Please pull out every line of the listing below that contains the string "leafy" and copy each one in full. Treat uppercase and lowercase as different when matching.

>> START Data shown

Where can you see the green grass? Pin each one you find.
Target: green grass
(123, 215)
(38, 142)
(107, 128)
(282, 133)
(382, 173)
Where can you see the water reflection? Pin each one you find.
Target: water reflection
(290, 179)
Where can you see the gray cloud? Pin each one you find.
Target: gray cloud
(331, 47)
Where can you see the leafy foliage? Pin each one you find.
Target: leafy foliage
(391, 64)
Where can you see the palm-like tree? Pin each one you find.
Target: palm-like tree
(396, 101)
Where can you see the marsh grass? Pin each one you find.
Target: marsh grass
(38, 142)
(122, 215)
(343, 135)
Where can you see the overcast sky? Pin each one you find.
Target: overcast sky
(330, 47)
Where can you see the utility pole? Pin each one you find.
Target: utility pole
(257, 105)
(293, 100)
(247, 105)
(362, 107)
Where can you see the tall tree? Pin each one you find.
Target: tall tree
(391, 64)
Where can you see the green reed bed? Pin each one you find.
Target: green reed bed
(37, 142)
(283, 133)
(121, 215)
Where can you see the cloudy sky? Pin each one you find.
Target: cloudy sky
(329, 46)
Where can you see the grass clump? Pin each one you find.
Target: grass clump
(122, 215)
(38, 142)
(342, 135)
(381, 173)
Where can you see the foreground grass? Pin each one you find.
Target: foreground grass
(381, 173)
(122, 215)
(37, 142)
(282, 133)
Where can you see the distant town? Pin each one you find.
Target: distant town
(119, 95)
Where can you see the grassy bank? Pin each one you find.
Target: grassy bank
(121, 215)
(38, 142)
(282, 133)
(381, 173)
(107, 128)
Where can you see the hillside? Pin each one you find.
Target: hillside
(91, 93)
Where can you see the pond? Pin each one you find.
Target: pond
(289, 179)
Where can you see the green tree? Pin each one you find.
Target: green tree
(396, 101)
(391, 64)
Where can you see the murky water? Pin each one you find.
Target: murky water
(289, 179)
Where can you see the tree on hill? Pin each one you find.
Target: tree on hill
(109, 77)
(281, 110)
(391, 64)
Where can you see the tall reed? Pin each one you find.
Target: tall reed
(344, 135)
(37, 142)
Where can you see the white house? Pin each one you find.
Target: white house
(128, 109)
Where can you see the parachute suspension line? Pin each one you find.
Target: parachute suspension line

>> END Data shown
>> START Data shown

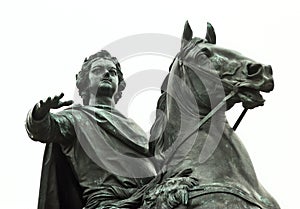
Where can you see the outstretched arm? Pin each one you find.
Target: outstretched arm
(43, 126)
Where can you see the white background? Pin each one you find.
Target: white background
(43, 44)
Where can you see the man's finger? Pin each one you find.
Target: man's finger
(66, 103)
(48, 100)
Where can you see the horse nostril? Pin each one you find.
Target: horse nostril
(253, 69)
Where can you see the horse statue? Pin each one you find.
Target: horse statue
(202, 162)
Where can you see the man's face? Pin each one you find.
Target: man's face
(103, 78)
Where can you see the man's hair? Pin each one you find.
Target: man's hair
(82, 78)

>> END Data shown
>> START Data shown

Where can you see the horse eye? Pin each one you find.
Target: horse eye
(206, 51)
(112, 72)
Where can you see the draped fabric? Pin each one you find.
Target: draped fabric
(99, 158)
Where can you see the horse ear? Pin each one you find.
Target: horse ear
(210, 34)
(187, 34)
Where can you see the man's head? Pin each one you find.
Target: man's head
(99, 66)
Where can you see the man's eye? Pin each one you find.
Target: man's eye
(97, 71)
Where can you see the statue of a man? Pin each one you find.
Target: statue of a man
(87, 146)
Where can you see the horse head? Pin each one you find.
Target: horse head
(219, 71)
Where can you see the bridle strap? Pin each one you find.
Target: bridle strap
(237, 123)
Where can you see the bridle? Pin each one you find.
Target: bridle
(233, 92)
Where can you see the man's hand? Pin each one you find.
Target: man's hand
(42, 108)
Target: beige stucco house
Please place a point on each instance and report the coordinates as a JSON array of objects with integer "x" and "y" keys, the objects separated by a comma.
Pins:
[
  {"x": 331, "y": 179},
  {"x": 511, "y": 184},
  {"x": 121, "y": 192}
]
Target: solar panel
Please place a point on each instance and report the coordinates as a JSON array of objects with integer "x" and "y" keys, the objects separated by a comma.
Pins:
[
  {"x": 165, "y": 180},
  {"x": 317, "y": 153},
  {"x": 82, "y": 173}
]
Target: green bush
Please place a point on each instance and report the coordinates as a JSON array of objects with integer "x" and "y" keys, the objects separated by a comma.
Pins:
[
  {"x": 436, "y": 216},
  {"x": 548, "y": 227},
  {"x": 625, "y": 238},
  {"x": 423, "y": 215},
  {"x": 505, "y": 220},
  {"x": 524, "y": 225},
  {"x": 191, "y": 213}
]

>> END Data shown

◆ **Response for this exercise**
Where can you see the leafy foliage? Pin each one you find.
Target: leafy foliage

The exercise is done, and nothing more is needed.